● EXERCISE GOAL: Determine how many lines of the data below contain "photograph", then give only that number.

● RECORDS TO USE:
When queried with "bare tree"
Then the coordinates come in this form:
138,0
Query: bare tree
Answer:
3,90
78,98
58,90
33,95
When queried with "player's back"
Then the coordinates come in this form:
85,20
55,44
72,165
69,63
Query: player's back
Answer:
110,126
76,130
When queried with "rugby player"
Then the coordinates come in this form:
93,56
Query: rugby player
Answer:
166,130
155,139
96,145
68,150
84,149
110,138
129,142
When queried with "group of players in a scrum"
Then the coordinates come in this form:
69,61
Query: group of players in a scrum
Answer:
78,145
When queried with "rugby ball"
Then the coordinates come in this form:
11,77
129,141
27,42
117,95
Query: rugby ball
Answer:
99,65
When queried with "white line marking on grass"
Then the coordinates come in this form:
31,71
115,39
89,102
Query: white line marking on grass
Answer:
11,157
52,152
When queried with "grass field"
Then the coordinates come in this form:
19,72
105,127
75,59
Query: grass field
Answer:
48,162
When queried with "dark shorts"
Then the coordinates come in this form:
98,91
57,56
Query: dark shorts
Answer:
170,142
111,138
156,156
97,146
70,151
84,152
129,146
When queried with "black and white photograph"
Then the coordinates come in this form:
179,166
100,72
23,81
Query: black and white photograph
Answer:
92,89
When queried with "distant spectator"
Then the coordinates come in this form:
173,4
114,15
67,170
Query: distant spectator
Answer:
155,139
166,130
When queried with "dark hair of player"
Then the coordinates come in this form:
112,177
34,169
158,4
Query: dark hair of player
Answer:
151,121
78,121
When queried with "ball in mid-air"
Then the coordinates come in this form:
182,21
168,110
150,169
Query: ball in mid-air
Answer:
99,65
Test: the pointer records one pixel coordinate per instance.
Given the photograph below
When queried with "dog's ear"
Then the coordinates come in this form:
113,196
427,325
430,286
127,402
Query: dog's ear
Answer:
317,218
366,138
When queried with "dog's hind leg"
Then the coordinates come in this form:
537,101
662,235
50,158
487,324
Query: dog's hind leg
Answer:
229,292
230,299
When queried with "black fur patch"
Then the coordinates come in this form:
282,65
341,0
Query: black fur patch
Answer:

● RESPONSE BELOW: 3